訃報はすぐに大会中にアナウンスされ、選手とスタッフ全員が2分間の黙祷を捧げた。中村博士の人生は、障害者がスポーツを通じて社会復帰すること、それを実現するために自ら持つすべてのものを捧げたものだった。
第1回のフェスピックが閉幕した直後、中村博士は新聞社のインタビューで「なぜ、大都市ではなく大分で開催したのか」と問われ、こう答えている。
「最近のオリンピックを観ればわかるように、非常に派手でお祭り騒ぎで開催している。一方、誰のためのフェスピックかと考えれば、メインゲストは身障者であることを忘れてはならない。とくに、東南アジアなどの経済的に恵まれない国で身障者の大会をやる場合は、ヤシの木のある浜辺などでもできる、身障者のスポーツ大会を開催したい。つまり、フェスピックのキャッチフレーズは『ヤシの木の下で、ヤシの実をすすりながらやる国際大会』。どんなに貧しい国で大会を開いても、ホストカントリーになれる大会にしなければならない。それであまり派手にやらず、大きくやらずということで大分のような田舎で開催したわけです」(『東京パラリンピックをつくった男』ゆいぽおと刊)

_項目一覧:_

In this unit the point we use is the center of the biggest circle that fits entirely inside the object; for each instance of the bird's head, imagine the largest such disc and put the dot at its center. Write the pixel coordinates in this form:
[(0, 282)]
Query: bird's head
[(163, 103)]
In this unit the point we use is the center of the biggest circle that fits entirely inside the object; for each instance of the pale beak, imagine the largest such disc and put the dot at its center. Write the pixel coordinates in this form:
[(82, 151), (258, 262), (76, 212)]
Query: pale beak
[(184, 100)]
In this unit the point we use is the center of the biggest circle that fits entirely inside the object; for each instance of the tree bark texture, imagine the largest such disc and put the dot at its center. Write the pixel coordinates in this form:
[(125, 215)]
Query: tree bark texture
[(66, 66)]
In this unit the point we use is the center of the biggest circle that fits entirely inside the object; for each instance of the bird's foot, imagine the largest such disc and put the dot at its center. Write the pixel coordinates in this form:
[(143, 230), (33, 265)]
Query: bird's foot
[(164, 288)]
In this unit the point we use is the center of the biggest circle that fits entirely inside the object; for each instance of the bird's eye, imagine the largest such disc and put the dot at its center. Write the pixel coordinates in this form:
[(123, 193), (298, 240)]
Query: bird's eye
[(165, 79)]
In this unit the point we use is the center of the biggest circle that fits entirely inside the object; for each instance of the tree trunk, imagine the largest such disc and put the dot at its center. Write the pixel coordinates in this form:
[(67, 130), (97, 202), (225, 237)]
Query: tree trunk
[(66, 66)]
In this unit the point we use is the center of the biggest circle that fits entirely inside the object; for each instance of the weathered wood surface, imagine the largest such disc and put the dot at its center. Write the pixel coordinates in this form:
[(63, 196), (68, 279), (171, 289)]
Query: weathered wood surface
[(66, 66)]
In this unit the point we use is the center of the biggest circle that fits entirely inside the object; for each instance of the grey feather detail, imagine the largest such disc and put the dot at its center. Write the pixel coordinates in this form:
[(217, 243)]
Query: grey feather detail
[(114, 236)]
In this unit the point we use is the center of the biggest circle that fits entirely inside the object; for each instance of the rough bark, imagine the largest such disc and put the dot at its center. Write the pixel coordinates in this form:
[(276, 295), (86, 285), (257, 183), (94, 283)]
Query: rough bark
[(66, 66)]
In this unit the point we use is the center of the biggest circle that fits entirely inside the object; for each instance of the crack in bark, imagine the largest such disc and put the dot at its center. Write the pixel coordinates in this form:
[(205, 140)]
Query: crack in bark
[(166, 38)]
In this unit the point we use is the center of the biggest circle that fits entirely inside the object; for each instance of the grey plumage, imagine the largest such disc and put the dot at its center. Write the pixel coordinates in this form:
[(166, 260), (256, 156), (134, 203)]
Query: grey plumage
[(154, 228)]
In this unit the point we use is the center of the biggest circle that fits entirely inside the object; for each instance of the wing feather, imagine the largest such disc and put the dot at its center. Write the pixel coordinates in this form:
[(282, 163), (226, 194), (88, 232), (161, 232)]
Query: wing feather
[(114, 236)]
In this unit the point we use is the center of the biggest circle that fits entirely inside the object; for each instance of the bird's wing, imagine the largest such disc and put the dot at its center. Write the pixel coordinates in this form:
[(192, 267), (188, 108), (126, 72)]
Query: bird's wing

_課題の説明:_ フェスピックについての本文から、「第1回のフェスピックが閉幕し」で始まり「をつくった男』ゆいぽおと刊)」まで続く部分を、一字も変えずに抜き出してください。 上の行は本文とは関係がありません。

_課題の結果:_
第1回のフェスピックが閉幕した直後、中村博士は新聞社のインタビューで「なぜ、大都市ではなく大分で開催したのか」と問われ、こう答えている。
「最近のオリンピックを観ればわかるように、非常に派手でお祭り騒ぎで開催している。一方、誰のためのフェスピックかと考えれば、メインゲストは身障者であることを忘れてはならない。とくに、東南アジアなどの経済的に恵まれない国で身障者の大会をやる場合は、ヤシの木のある浜辺などでもできる、身障者のスポーツ大会を開催したい。つまり、フェスピックのキャッチフレーズは『ヤシの木の下で、ヤシの実をすすりながらやる国際大会』。どんなに貧しい国で大会を開いても、ホストカントリーになれる大会にしなければならない。それであまり派手にやらず、大きくやらずということで大分のような田舎で開催したわけです」(『東京パラリンピックをつくった男』ゆいぽおと刊)